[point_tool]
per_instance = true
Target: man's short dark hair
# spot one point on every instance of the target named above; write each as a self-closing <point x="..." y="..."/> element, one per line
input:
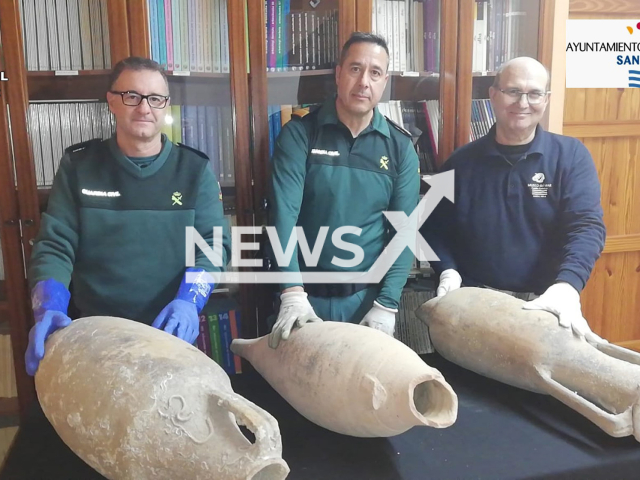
<point x="137" y="64"/>
<point x="363" y="37"/>
<point x="496" y="79"/>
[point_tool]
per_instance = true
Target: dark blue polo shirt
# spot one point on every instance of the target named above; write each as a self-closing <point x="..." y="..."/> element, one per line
<point x="520" y="224"/>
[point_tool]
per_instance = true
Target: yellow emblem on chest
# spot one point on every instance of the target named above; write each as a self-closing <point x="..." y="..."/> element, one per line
<point x="177" y="198"/>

REQUIRED WORK => Leave out the pictures and give the rest of the material again, unaltered.

RESPONSE TO THE TASK =>
[point_tool]
per_instance = true
Target: man's short dark hair
# spot one point on every instance of the target named above; write each as a self-closing <point x="..." y="..."/> element, one per line
input:
<point x="137" y="64"/>
<point x="363" y="37"/>
<point x="496" y="79"/>
[point_tool]
per_instance = true
Target: dark blue polo shirt
# spot one point on every instance of the target named above; write each as a self-closing <point x="..." y="..."/> element, one per line
<point x="520" y="224"/>
[point_tool]
per_instance = true
Target: yellow emblem on chest
# spot one point on every instance of the target named above; write each as a self-closing <point x="..." y="..."/> element, one per line
<point x="177" y="198"/>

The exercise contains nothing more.